[Detection annotation items]
Start

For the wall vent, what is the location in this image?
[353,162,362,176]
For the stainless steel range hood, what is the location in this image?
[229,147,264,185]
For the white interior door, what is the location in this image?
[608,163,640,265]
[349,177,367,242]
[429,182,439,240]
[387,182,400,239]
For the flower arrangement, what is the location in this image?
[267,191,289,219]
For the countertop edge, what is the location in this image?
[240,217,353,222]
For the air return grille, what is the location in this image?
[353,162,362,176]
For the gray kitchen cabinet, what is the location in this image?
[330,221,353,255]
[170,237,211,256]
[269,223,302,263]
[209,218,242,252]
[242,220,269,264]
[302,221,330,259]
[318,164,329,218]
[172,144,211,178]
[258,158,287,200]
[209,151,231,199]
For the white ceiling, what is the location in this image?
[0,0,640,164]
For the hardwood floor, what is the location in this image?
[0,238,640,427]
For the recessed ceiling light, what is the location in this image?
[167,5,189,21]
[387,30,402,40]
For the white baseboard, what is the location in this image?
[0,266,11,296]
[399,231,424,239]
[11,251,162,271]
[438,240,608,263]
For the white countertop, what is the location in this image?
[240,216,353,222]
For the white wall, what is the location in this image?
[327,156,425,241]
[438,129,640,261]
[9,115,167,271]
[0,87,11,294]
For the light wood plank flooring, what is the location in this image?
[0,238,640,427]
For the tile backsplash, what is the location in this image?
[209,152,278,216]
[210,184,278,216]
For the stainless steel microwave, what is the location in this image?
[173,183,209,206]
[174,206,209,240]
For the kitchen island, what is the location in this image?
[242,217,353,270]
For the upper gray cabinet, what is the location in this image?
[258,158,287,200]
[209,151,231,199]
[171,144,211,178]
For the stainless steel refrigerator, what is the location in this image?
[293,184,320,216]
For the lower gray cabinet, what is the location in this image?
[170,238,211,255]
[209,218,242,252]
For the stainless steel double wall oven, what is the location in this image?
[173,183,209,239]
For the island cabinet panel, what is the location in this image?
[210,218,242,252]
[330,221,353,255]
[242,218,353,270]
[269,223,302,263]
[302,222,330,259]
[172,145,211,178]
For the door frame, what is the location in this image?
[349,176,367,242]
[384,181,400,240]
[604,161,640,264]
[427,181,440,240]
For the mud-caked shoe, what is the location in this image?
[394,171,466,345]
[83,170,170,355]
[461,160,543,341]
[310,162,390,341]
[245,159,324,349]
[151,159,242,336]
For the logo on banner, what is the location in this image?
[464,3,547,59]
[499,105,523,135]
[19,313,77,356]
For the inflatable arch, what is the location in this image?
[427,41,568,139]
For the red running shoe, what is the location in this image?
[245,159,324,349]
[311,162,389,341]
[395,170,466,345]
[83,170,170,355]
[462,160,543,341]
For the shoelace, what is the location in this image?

End

What the exercise asks
Please copy out every line of the items above, word for word and in the same order.

Answer for the task
For the wall vent, what is the location in this image?
[353,162,362,176]
For the stainless steel range hood, what is the location in this image?
[229,147,264,185]
For the white interior door, what is the location in this image?
[608,163,640,265]
[349,177,367,242]
[429,182,439,240]
[387,182,400,239]
For the flower arrangement, what is the location in this image?
[267,191,289,219]
For the countertop edge, what is the location in this image?
[240,217,353,222]
For the air return grille, what is the location in this image?
[353,162,362,176]
For the gray kitchen cabinet, what is the location in this image?
[330,221,353,255]
[170,237,211,256]
[269,223,302,263]
[209,218,242,252]
[242,220,269,264]
[302,221,330,259]
[318,164,329,218]
[172,144,211,178]
[258,158,287,200]
[209,151,231,199]
For the white ceiling, what is the location in this image?
[0,0,640,164]
For the hardwood floor, what is the location in this image?
[0,238,640,427]
For the recessed ceiling light, what is the location in this image?
[167,5,189,21]
[387,30,402,40]
For the white baseboard, what is the location in this image?
[0,266,11,296]
[399,231,424,239]
[11,251,162,271]
[438,240,608,263]
For the white countertop, what is the location in this image?
[240,216,353,222]
For the white wall, what is the location in this image?
[327,156,425,241]
[438,129,640,261]
[9,115,167,271]
[0,87,11,294]
For the light wood plank flooring, what is the location in this image?
[0,238,640,427]
For the tile backsplash, what is the location in this image?
[209,152,278,216]
[210,184,278,216]
For the stainless steel microwave, what is the location in this image?
[173,183,209,206]
[174,206,209,240]
For the kitchen island, what is the location in this image?
[242,217,353,270]
For the upper gray cabinet, what is the location in this image?
[258,158,287,200]
[209,151,231,199]
[171,144,211,178]
For the stainless steel refrigerator, what is the location in this image?
[293,184,320,216]
For the lower gray cabinet, what is the location in this image?
[170,238,211,255]
[209,218,242,252]
For the stainless steel double wall oven, what is the location in this image?
[173,183,209,239]
For the island cabinet panel, what is the location in this image?
[210,218,242,252]
[330,221,353,255]
[242,218,353,270]
[269,223,302,263]
[302,222,330,259]
[172,145,211,178]
For the door frame, what is the location in this image?
[349,176,367,242]
[384,181,400,240]
[604,161,640,264]
[427,181,440,240]
For the mud-caked shoe, what is the location in this image?
[394,171,466,345]
[83,170,170,355]
[461,160,543,341]
[310,162,390,341]
[245,159,324,349]
[151,159,242,336]
For the logo on banner, what is the location in this image?
[464,3,547,59]
[499,105,523,135]
[19,313,77,356]
For the inflatable arch, what is the location in this image?
[427,41,568,139]
For the red running shoe, what is the location in this image?
[245,159,324,349]
[311,162,389,341]
[395,170,466,345]
[83,170,170,355]
[462,160,543,341]
For the shoelace, what is the location in this image?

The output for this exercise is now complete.